Fini le temps des déclarations préalables auprès de la CNIL, l’heure est à la responsabilisation ! En effet, depuis l’entrée en application, le 25 mai 2018, du Règlement Général sur la Protection des Données, dit RGPD, les responsables de traitement ainsi que leurs sous-traitants de données doivent documenter leur conformité, c’est le principe d’Accountability. Parmi les obligations de documentation, la tenue du registre des activités de traitement illustre parfaitement cette exigence de responsabilisation (Article 30 du RGPD).
Lors de la rédaction du registre, les Délégués à la Protection des Données, ou les responsables de la conformité RGPD, rencontrent fréquemment les problématiques suivantes :
- Quelle démarche adopter pour une rédaction efficiente du registre ?
- Quels sont les acteurs qui devront m’accompagner dans la rédaction du registre ?
- Quels sont les principes à suivre pour un registre conforme aux exigences de la règlementation ?

• **DÉFI 1**:
Dans l'extrait sur le registre RGPD, relevez toutes les problématiques fréquemment rencontrées lors de la rédaction du registre.
• **DÉFI 2**:
Poursuivez l'extrait sur le registre des activités de traitement après sa dernière phrase.

Exemples d'étiquetage par points

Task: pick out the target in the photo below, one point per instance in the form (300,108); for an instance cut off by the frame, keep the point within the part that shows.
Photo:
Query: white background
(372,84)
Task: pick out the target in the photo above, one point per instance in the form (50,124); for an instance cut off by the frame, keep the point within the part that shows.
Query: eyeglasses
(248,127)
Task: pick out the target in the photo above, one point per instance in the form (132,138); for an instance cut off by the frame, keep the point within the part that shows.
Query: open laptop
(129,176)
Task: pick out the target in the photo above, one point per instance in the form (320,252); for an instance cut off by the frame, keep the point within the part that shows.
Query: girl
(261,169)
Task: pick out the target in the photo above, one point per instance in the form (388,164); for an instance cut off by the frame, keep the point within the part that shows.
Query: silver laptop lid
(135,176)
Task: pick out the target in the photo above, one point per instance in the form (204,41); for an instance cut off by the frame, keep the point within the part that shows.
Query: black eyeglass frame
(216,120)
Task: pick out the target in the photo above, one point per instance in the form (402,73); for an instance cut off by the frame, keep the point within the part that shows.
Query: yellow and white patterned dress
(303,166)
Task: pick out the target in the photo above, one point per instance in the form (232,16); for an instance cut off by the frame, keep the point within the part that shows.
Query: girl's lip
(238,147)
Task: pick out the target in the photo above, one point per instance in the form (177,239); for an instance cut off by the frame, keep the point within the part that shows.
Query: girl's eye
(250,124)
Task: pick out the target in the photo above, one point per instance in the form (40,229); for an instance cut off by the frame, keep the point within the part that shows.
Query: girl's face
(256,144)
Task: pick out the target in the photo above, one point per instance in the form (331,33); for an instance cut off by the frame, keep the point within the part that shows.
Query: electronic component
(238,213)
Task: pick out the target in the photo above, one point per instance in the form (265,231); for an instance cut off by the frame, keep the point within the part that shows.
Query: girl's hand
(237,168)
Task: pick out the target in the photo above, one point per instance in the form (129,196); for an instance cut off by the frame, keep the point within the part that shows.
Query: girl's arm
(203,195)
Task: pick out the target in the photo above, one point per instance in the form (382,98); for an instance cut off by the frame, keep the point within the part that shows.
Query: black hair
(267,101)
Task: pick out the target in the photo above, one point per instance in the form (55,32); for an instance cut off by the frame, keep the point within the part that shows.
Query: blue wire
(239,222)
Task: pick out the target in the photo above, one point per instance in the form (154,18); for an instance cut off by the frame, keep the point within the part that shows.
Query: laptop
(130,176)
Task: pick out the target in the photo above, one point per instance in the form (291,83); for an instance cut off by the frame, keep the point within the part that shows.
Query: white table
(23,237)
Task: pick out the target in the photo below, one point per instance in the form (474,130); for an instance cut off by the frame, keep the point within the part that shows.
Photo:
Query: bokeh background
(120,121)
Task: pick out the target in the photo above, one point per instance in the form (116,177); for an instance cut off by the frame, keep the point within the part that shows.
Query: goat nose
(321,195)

• **RÉSULTAT 1**:
- Quelle démarche adopter pour une rédaction efficiente du registre ?
- Quels sont les acteurs qui devront m'accompagner dans la rédaction du registre ?
- Quels sont les principes à suivre pour un registre conforme aux exigences de la règlementation ?

• **RÉSULTAT 2**:
Afin de répondre à toutes ces problématiques, je vous propose dans cet article, une méthodologie pour mener à bien la rédaction du registre des activités de traitement de votre organisme.
Les objectifs du registre des traitements
Le registre des activités de traitement ou plus communément, registre de traitement a pour objectif de recenser les traitements de données à caractère personnel effectués par un responsable de traitement ou par un sous-traitant de données.
En documentant l’ensemble des traitements de données, le registre se présente comme étant un réel outil de pilotage et de maîtrise de la conformité.
En pratique, le registre se compose de fiches de traitement. Une fiche doit être établie pour chaque activité de traitement. Pris au pied de la lettre, le registre se composera d’autant de fiches que de traitement de données à caractère personnel au sein d’un organisme, ce qui posera des problèmes de maintenabilité et de tenue du registre.
L’objectif est de regrouper les traitements (ayant tous une finalité propre) autour d’une finalité unique et cohérente, la finalité principale. Ensuite, si nécessaire, cette finalité principale peut être détaillée en sous-finalités.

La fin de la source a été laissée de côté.